→ Information provided:
** begin **

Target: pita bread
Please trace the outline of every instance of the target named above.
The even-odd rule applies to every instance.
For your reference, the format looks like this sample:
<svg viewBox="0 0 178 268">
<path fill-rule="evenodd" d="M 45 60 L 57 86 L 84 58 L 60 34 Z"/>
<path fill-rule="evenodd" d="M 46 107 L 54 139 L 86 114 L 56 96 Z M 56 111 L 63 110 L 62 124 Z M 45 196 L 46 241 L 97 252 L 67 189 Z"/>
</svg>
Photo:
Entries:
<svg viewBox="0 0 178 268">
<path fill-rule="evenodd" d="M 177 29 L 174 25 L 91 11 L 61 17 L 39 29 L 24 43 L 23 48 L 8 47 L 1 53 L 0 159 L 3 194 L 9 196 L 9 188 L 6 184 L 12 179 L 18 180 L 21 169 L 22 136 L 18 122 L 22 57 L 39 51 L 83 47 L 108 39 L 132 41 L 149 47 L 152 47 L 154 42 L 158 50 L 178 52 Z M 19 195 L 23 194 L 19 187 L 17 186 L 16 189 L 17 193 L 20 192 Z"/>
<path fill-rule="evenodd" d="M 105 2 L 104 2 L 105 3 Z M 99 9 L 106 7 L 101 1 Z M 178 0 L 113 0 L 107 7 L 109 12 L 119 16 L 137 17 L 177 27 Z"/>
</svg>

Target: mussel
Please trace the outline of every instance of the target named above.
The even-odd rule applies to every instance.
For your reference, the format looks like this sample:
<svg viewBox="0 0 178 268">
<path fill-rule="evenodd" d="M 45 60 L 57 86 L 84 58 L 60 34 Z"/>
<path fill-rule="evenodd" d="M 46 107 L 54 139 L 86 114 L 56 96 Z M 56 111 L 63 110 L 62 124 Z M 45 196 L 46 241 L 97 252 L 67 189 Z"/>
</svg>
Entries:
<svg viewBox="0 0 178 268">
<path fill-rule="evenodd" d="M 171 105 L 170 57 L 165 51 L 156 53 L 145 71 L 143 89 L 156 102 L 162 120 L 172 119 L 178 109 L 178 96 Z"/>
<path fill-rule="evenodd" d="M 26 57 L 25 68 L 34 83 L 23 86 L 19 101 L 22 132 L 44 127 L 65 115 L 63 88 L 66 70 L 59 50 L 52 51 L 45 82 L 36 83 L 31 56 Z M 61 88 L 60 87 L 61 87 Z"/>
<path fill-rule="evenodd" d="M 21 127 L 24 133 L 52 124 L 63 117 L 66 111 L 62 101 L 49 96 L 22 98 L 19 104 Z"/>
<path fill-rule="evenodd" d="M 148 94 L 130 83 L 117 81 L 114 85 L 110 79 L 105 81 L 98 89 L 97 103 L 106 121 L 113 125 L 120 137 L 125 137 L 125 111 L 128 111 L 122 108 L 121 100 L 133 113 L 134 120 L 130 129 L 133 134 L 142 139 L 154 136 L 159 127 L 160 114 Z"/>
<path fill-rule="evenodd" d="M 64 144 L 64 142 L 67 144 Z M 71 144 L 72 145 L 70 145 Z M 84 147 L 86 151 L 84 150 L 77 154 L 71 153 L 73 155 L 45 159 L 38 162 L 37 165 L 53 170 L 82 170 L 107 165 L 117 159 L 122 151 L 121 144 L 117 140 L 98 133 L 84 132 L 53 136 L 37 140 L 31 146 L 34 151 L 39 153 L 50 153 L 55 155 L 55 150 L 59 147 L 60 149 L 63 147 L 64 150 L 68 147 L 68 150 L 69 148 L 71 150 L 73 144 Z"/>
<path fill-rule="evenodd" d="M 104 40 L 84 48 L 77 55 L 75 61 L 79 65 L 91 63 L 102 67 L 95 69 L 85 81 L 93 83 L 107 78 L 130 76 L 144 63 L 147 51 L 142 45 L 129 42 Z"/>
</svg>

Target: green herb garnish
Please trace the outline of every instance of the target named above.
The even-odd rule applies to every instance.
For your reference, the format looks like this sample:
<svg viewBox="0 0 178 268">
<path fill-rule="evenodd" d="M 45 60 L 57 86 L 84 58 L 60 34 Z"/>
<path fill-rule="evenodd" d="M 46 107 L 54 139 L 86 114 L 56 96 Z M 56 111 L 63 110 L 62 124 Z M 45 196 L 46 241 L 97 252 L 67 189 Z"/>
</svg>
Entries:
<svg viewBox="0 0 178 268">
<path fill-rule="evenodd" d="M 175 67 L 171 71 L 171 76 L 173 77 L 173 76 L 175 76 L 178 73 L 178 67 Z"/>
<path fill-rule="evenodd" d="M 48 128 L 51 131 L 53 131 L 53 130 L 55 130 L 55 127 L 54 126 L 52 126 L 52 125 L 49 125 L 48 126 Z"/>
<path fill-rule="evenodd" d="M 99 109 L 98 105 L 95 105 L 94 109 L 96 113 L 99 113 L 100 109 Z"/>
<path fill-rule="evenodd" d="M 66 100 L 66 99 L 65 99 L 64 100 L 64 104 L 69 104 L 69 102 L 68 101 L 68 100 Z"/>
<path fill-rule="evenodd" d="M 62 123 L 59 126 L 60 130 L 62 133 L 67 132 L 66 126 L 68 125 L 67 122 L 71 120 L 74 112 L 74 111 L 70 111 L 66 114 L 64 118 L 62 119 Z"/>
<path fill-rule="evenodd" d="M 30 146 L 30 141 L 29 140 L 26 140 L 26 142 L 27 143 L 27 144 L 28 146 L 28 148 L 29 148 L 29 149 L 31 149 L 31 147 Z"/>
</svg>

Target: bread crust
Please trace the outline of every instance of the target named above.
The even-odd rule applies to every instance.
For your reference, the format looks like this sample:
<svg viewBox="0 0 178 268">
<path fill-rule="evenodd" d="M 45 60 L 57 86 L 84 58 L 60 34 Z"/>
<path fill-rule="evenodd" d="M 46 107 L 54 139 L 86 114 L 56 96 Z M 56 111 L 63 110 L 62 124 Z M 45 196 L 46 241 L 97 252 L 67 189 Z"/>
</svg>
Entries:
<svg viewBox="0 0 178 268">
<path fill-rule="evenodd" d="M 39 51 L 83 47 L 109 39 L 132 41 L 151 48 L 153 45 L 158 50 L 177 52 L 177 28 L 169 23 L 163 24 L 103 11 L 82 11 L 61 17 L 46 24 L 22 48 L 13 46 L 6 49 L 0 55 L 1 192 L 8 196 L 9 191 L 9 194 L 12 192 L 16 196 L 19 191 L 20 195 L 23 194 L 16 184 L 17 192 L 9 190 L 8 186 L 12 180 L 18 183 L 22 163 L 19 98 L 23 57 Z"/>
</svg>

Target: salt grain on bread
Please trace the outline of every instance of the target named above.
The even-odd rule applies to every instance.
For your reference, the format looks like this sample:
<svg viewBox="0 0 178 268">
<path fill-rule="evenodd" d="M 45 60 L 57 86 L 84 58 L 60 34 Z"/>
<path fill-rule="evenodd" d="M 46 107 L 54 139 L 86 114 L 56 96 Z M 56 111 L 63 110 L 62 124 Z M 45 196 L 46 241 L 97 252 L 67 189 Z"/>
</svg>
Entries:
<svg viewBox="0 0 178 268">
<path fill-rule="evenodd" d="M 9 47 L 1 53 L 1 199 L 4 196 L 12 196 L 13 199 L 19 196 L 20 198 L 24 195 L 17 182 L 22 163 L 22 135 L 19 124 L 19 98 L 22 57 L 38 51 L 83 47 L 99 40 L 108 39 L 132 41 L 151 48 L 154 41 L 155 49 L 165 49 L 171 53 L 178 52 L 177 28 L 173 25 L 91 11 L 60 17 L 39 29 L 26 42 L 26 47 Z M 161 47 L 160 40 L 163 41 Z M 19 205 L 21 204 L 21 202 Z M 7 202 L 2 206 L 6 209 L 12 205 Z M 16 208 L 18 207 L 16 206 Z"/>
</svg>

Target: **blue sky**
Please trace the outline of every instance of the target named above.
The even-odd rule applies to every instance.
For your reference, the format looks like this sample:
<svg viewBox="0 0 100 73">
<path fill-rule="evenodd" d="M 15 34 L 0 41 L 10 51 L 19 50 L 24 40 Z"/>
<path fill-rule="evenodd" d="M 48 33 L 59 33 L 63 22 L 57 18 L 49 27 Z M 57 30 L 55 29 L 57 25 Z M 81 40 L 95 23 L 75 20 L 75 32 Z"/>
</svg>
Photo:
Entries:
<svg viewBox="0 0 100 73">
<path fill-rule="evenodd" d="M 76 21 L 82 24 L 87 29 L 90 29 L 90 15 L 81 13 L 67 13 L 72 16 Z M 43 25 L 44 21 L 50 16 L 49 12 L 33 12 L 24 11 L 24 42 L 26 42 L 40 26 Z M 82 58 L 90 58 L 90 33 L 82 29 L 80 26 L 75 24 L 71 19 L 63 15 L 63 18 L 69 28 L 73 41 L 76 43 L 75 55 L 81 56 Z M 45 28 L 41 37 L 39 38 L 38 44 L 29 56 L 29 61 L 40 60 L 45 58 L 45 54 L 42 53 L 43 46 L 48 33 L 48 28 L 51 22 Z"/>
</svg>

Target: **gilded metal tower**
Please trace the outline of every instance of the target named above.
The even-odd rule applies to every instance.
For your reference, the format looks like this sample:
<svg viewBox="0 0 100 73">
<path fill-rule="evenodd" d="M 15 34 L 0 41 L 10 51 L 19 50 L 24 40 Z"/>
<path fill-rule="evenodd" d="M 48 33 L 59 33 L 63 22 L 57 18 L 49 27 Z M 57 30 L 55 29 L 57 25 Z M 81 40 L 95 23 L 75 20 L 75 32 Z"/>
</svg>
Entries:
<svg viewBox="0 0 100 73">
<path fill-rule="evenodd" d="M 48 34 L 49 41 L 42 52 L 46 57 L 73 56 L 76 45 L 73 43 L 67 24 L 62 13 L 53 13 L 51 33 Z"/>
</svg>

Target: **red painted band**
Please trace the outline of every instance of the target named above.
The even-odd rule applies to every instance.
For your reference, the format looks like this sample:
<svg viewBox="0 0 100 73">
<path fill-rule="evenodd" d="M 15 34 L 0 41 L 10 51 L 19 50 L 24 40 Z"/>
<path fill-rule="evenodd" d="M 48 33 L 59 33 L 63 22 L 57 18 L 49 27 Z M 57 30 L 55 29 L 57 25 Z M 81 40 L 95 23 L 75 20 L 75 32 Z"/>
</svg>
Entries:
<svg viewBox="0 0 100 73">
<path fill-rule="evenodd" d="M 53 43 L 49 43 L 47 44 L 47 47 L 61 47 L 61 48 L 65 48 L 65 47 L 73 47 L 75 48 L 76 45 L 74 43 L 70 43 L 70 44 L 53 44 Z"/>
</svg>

** end **

→ Task objective: Copy everything from the line containing "Target: mussel" down to the line containing "171 105 L 170", requests included. Offset every number in the answer outlines by 14 and leave all other lines unchanged.

→ Answer to this task:
Target: mussel
Please trace the outline of every instance of the target named above.
The even-odd rule applies to every instance.
For your reference, the format looks like this sample:
<svg viewBox="0 0 178 268">
<path fill-rule="evenodd" d="M 45 60 L 57 86 L 84 58 L 60 34 Z"/>
<path fill-rule="evenodd" d="M 46 107 L 54 139 L 86 114 L 56 96 Z M 56 111 L 63 110 L 62 124 Z M 45 196 L 46 241 L 97 252 L 67 189 Z"/>
</svg>
Entries:
<svg viewBox="14 14 192 282">
<path fill-rule="evenodd" d="M 185 119 L 184 71 L 179 65 L 170 67 L 159 85 L 157 103 L 170 116 L 176 134 L 186 133 L 192 123 L 192 110 Z"/>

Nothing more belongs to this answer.